Task item = Exact repetition is required: reproduce every line of the data.
-- Data section follows --
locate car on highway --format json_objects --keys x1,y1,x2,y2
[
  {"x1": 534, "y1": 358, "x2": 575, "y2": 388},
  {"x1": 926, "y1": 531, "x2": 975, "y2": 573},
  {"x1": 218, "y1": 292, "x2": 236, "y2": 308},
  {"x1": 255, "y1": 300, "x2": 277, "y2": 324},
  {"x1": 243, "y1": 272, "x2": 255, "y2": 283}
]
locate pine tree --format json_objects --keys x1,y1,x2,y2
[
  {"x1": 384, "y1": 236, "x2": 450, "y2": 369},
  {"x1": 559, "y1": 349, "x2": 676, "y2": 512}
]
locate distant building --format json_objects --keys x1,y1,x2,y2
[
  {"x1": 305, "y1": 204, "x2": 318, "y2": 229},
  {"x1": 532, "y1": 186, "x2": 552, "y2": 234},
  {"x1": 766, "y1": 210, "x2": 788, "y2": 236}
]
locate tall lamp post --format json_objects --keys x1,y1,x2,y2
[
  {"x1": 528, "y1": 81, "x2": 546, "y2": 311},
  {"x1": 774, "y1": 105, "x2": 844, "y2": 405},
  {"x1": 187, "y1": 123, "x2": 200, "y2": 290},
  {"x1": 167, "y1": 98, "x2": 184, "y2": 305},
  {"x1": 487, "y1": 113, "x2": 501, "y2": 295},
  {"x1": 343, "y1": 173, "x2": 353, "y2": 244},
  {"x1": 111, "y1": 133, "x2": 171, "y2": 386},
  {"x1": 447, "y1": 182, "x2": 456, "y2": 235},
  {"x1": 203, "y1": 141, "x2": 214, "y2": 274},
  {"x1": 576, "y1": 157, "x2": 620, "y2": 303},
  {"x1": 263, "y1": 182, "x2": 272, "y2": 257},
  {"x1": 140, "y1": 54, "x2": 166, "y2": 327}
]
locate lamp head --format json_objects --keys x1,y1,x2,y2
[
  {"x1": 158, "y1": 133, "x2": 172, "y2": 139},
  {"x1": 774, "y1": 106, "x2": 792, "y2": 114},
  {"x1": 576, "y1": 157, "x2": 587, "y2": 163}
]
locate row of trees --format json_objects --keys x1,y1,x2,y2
-- Data section concluded --
Response for this exercise =
locate car on highway --format json_objects --keys x1,y1,x2,y2
[
  {"x1": 534, "y1": 358, "x2": 575, "y2": 388},
  {"x1": 926, "y1": 531, "x2": 975, "y2": 573},
  {"x1": 218, "y1": 292, "x2": 236, "y2": 308},
  {"x1": 255, "y1": 300, "x2": 277, "y2": 324},
  {"x1": 243, "y1": 272, "x2": 255, "y2": 283}
]
locate pine tree --format json_objects --keys x1,y1,x2,y2
[
  {"x1": 384, "y1": 236, "x2": 450, "y2": 369},
  {"x1": 559, "y1": 349, "x2": 676, "y2": 512}
]
locate distant building --format json_objects --keys x1,y1,x2,y2
[
  {"x1": 305, "y1": 204, "x2": 318, "y2": 229},
  {"x1": 532, "y1": 186, "x2": 552, "y2": 234},
  {"x1": 766, "y1": 210, "x2": 788, "y2": 236}
]
locate tall lamp post --format json_objects --keys x1,y1,x2,y2
[
  {"x1": 528, "y1": 81, "x2": 546, "y2": 311},
  {"x1": 774, "y1": 105, "x2": 844, "y2": 405},
  {"x1": 187, "y1": 123, "x2": 200, "y2": 290},
  {"x1": 167, "y1": 98, "x2": 184, "y2": 305},
  {"x1": 487, "y1": 113, "x2": 501, "y2": 295},
  {"x1": 343, "y1": 173, "x2": 353, "y2": 244},
  {"x1": 111, "y1": 133, "x2": 171, "y2": 386},
  {"x1": 447, "y1": 182, "x2": 456, "y2": 235},
  {"x1": 203, "y1": 141, "x2": 214, "y2": 274},
  {"x1": 576, "y1": 157, "x2": 620, "y2": 303},
  {"x1": 263, "y1": 182, "x2": 272, "y2": 257},
  {"x1": 140, "y1": 54, "x2": 166, "y2": 327}
]
locate lamp head --format json_objects --keys x1,y1,x2,y2
[
  {"x1": 158, "y1": 133, "x2": 172, "y2": 139},
  {"x1": 774, "y1": 106, "x2": 792, "y2": 114},
  {"x1": 576, "y1": 157, "x2": 587, "y2": 163}
]
locate row of trees --format json_objects --keys x1,y1,x2,y2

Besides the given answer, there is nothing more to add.